▶ What to do
Gather every line of the items below that contains the word "pavement" and copy each one unchanged.

● ● ● ● ●

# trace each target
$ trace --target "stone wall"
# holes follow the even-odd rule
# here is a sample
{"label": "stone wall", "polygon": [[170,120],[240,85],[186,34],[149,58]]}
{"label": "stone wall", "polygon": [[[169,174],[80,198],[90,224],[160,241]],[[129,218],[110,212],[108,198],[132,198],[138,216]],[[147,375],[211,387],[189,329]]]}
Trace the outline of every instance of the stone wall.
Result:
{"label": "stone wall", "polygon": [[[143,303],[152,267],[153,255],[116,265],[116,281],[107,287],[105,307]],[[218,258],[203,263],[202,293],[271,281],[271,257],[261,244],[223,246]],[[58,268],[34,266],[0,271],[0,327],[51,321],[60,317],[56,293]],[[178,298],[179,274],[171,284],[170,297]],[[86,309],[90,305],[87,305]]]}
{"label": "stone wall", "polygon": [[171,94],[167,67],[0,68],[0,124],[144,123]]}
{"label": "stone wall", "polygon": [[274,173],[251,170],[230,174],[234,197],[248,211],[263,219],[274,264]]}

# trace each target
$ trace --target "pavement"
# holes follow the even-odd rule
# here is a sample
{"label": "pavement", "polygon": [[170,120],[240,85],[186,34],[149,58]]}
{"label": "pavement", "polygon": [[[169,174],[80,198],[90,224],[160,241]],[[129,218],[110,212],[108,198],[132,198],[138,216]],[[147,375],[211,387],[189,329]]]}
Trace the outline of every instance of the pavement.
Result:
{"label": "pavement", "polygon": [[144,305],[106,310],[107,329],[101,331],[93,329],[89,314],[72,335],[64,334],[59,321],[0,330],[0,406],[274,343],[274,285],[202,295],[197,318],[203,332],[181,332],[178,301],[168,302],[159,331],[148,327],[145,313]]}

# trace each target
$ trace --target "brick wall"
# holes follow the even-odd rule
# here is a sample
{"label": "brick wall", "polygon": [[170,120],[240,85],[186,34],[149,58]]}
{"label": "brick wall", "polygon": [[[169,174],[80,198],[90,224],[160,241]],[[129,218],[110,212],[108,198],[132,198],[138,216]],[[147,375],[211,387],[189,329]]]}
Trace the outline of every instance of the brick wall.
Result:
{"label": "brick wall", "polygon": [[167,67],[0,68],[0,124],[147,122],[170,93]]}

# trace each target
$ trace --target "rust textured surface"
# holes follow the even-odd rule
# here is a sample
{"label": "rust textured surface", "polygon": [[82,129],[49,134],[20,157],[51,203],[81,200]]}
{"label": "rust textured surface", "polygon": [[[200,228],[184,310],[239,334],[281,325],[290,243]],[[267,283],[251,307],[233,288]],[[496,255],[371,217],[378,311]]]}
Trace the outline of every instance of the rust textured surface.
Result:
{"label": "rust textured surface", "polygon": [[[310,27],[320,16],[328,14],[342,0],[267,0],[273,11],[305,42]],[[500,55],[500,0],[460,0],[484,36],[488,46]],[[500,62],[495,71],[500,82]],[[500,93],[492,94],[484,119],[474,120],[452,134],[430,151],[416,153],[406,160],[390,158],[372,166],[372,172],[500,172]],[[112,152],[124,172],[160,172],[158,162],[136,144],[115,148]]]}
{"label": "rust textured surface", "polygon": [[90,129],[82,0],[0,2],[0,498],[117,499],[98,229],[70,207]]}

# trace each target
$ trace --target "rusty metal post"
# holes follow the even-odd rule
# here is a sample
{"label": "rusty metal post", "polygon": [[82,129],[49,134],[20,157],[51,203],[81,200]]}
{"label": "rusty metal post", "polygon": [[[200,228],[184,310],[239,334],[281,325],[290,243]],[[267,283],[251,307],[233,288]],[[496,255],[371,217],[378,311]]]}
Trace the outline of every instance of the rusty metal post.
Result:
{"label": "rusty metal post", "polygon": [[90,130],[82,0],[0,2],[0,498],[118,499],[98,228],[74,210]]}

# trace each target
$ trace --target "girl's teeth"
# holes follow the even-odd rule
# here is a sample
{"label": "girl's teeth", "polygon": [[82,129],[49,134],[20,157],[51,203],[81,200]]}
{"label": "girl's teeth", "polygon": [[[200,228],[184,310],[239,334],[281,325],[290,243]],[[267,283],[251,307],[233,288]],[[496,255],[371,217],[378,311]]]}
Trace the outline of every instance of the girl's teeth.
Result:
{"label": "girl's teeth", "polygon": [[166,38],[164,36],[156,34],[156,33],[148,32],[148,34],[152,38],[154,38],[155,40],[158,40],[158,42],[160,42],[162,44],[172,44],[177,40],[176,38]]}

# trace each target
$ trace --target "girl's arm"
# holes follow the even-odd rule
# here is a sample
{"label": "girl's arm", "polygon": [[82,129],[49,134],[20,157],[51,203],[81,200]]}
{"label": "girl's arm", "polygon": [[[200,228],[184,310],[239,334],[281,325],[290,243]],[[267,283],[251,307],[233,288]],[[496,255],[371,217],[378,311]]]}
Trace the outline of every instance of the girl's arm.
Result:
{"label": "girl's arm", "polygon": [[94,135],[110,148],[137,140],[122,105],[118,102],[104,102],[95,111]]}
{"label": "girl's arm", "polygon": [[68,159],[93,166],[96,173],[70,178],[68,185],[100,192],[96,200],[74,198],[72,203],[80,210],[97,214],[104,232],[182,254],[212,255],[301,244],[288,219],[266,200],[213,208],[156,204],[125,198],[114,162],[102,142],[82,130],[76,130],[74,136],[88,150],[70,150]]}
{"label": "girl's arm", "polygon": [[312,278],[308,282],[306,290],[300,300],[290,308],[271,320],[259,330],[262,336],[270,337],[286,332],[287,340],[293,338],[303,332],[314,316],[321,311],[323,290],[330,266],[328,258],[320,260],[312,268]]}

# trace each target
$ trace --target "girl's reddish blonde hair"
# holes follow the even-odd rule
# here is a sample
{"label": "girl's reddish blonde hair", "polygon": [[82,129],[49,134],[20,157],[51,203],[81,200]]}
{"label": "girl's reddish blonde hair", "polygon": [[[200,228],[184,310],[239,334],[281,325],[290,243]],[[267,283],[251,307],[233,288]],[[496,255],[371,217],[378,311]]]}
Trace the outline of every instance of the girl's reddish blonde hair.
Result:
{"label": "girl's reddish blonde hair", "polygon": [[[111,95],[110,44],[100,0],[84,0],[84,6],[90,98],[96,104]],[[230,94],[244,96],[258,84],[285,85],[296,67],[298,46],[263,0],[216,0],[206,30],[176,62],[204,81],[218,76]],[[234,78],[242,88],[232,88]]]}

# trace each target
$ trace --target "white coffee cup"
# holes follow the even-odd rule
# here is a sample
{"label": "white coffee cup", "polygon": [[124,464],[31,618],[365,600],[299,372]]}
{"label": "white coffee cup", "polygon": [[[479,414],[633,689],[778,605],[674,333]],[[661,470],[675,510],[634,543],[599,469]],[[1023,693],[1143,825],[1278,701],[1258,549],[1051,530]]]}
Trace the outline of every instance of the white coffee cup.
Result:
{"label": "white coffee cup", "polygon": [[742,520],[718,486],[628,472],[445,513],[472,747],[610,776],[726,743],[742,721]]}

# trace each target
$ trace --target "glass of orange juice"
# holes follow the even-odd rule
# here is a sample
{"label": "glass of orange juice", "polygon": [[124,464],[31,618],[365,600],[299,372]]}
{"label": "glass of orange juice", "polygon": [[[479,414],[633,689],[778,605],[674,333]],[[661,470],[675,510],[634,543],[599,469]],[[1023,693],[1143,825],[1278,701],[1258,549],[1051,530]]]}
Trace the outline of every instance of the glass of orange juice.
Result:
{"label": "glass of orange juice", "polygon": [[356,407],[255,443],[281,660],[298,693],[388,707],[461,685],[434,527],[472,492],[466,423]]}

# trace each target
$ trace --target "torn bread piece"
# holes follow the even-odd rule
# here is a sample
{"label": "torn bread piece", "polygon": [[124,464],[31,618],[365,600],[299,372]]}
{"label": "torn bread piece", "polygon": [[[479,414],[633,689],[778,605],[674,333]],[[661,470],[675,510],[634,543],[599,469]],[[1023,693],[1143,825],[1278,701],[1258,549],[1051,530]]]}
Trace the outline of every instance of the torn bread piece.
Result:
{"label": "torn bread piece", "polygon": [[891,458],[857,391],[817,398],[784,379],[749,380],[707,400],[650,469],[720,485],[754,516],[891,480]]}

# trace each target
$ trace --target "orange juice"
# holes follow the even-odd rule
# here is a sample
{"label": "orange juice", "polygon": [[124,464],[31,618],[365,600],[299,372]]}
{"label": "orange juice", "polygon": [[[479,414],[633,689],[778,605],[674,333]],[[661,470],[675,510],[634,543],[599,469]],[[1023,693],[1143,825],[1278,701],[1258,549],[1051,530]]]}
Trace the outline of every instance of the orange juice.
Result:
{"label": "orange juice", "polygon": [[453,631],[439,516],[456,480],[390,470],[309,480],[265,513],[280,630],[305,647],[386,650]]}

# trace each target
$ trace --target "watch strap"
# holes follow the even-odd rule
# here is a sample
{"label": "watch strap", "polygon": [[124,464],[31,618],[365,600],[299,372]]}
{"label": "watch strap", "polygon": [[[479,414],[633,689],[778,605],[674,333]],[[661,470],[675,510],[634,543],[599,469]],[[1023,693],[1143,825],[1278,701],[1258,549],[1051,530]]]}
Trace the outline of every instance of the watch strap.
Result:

● ● ● ● ●

▶ Task answer
$ trace --target "pavement"
{"label": "pavement", "polygon": [[170,120],[240,85],[186,34],[149,58]]}
{"label": "pavement", "polygon": [[[169,174],[80,198],[90,224],[160,241]],[[129,218],[110,212],[108,198],[132,198],[138,216]],[[147,375],[211,387],[189,329]]]}
Trace the outline of every instance of the pavement.
{"label": "pavement", "polygon": [[144,305],[106,310],[107,329],[101,331],[93,329],[89,314],[72,335],[64,334],[59,321],[0,330],[0,406],[274,343],[274,285],[202,295],[197,318],[203,332],[181,332],[178,301],[168,302],[159,331],[148,327],[145,313]]}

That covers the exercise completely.